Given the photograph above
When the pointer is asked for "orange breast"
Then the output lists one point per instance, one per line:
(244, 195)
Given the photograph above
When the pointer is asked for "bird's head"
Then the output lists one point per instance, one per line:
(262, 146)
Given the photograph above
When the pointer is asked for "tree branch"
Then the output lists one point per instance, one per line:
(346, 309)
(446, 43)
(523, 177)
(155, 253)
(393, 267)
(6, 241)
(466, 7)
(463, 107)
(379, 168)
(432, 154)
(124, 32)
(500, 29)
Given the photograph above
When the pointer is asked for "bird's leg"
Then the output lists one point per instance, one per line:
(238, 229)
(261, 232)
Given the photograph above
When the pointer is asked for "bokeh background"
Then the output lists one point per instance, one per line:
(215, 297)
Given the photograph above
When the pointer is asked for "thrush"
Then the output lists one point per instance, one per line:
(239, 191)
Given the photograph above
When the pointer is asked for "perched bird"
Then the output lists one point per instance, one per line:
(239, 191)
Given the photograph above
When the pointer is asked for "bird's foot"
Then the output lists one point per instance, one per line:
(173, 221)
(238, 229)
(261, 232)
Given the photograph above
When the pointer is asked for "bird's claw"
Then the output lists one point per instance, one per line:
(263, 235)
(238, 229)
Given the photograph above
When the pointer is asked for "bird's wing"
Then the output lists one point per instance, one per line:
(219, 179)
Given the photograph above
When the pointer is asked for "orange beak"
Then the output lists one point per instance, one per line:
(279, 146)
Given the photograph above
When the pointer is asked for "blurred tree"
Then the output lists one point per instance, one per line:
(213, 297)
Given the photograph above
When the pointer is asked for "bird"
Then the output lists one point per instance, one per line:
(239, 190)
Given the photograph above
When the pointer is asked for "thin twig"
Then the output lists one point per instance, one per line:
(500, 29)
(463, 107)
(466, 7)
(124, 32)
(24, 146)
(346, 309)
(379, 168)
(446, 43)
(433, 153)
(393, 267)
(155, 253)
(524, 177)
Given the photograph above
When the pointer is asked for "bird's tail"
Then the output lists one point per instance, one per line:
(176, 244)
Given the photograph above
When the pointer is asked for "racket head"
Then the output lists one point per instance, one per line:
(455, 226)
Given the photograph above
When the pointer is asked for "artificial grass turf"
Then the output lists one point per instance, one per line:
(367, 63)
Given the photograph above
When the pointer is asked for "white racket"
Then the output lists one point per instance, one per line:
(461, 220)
★ ★ ★ ★ ★
Work instruction ::
The answer must be every line of the listing that holds the word "racket".

Finished task ::
When the pointer is asked for "racket head"
When the pointer is asked for "white racket"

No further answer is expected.